Records drawn from a dataset:
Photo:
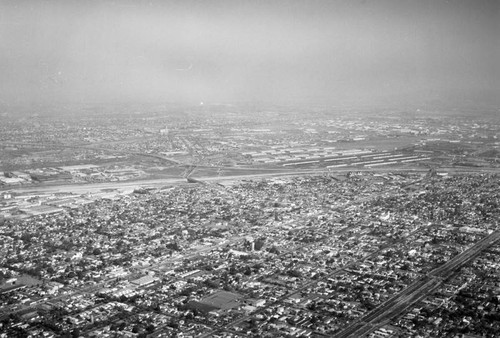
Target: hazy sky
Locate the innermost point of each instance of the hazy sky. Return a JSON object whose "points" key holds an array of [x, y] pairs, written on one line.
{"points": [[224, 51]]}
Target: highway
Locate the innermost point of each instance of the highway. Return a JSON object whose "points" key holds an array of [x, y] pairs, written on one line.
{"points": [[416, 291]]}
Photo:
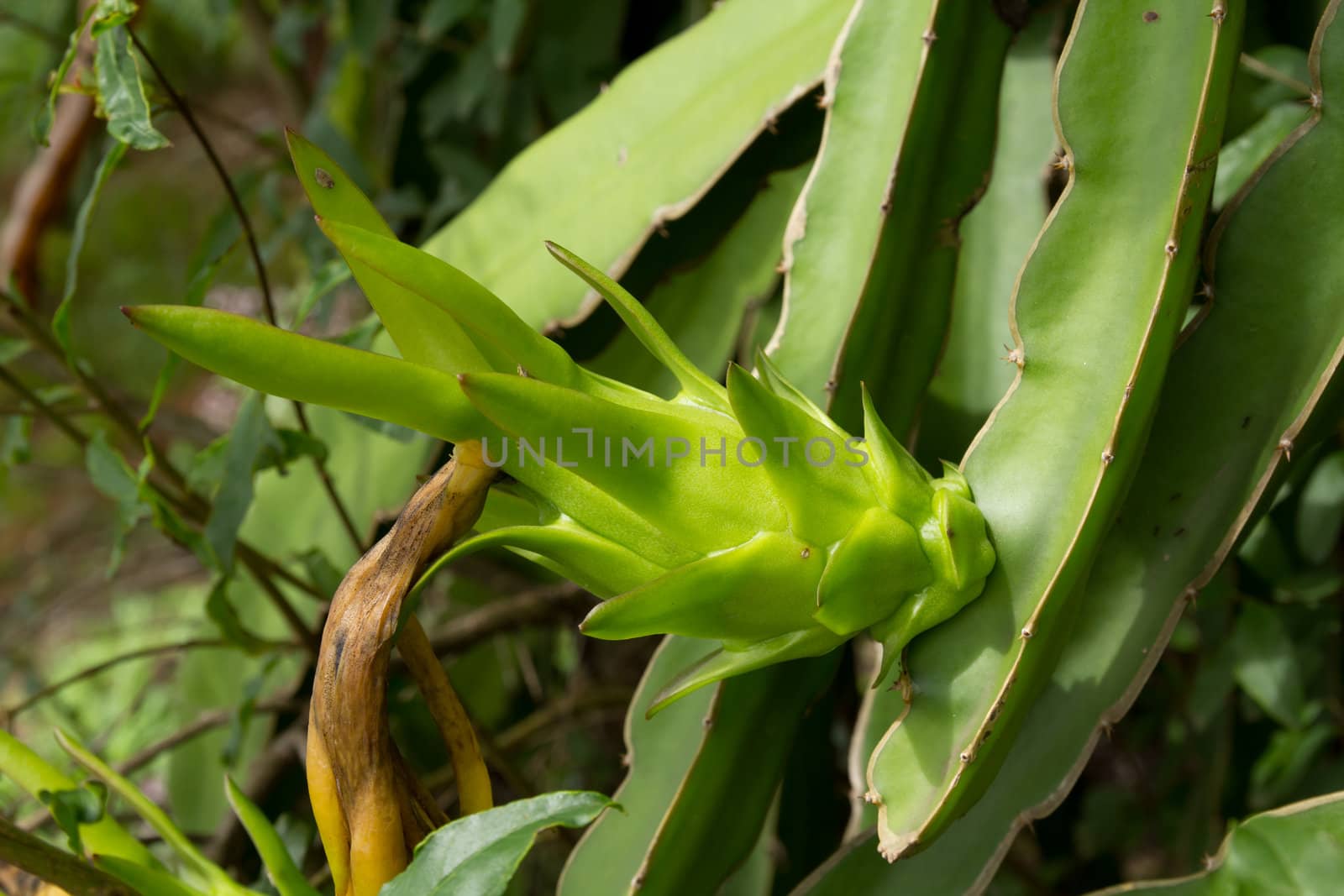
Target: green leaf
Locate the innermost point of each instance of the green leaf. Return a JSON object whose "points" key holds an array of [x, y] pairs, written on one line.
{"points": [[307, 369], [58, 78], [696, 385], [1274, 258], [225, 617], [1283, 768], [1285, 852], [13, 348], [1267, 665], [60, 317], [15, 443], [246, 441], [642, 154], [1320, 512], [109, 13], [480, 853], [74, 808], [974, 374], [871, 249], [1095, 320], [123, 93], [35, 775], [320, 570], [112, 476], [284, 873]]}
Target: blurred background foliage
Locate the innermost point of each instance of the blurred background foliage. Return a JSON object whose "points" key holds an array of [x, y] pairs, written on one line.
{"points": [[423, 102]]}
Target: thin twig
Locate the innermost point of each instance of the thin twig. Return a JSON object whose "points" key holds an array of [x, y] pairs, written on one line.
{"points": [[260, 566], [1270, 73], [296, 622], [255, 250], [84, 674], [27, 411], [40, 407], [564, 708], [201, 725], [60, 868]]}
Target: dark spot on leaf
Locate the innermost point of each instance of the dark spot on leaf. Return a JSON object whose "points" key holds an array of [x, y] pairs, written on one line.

• _TASK_
Pictures in the entries do not go into the copy. Print only the lines starting at the one containing "Locate the innermost point of each instance of the hazy" and ending at the one containing "Target: green leaf", exactly as they appear.

• _WRITTEN RESPONSE_
Locate the innermost point of each instance of the hazy sky. Return a JSON object whose "points" key holds an array of [x, y] pairs, written on one line.
{"points": [[224, 51]]}
Target: highway
Locate the innermost point of each instance of the highway. Return a JSON object whose "points" key holds an array of [x, y] pairs, written on one line.
{"points": [[416, 291]]}
Photo:
Target: green leaf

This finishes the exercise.